- Task instructions
**A.** Rewrite the passage about Easter in Florence from "We spent Easter" to "sugar or tv.", replacing "photo booth" with "photo studio".
**B.** According to the passage about Easter in Florence, why was the parade canceled that year?

- Text segment
::::::::::
We spent Easter morning in Florence. On a normal Pentecost the city hosted an elaborate parade, but this year, it was raining heavily and the parade was canceled. Jon and I took pictures in a photo booth and then sat outside the Uffizi museum at the base of the Pio Fedi statue for a few hours. Easter had always been a joyful day for me–an excuse to wear some makeup and a dress to church, and a breaking of a half-hearted lenten fast of coffee or sugar or tv.

Before my family lightened up on Christianity we attended a Pentecoastal church. There’s a part in some Pentecostal services when you “stomp on the devil.” People would throw themselves on the ground, beating it with their fists. I’d close my eyes, and sit cross-legged on my grandmother’s lap and feel the pat-pat of her fricatives on my shoulder blade while she spoke in tongues. “Just give God your tongue,” she would say. To me, it was always an unsolvable mystery of sounds. Those revival-like days were long gone but I still found myself thinking about things like the “holy spirit,” and wondering where they were and what they were up to.

The Books “Take Time” song and music video was the soundtrack to that trip. In it is footage of a man in a business suit being “slain in the spirit.” He lurches forward, but then the video slows down and shows him catching himself before sprawling out, prostrate. It makes me laugh so hard, but also makes me feel secondhand embarrassment. For him, for myself, for all of us. I think there was something about that man in that particular clip that initiated my deconstruction of Christianity.
::::::::::
- Excerpted data
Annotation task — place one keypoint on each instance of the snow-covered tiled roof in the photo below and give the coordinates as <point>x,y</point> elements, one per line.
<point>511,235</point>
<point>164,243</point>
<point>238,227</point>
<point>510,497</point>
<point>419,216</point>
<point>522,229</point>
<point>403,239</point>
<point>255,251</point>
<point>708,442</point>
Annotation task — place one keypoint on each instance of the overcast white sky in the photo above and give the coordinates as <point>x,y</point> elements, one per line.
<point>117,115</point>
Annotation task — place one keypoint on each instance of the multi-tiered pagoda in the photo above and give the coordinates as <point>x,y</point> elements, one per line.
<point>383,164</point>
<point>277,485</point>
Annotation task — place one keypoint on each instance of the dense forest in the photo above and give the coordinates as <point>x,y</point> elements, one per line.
::::::::::
- Answers provided
**A.**
We spent Easter morning in Florence. On a normal Pentecost the city hosted an elaborate parade, but this year, it was raining heavily and the parade was canceled. Jon and I took pictures in a photo studio and then sat outside the Uffizi museum at the base of the Pio Fedi statue for a few hours. Easter had always been a joyful day for me–an excuse to wear some makeup and a dress to church, and a breaking of a half-hearted lenten fast of coffee or sugar or tv.

**B.** It was raining heavily.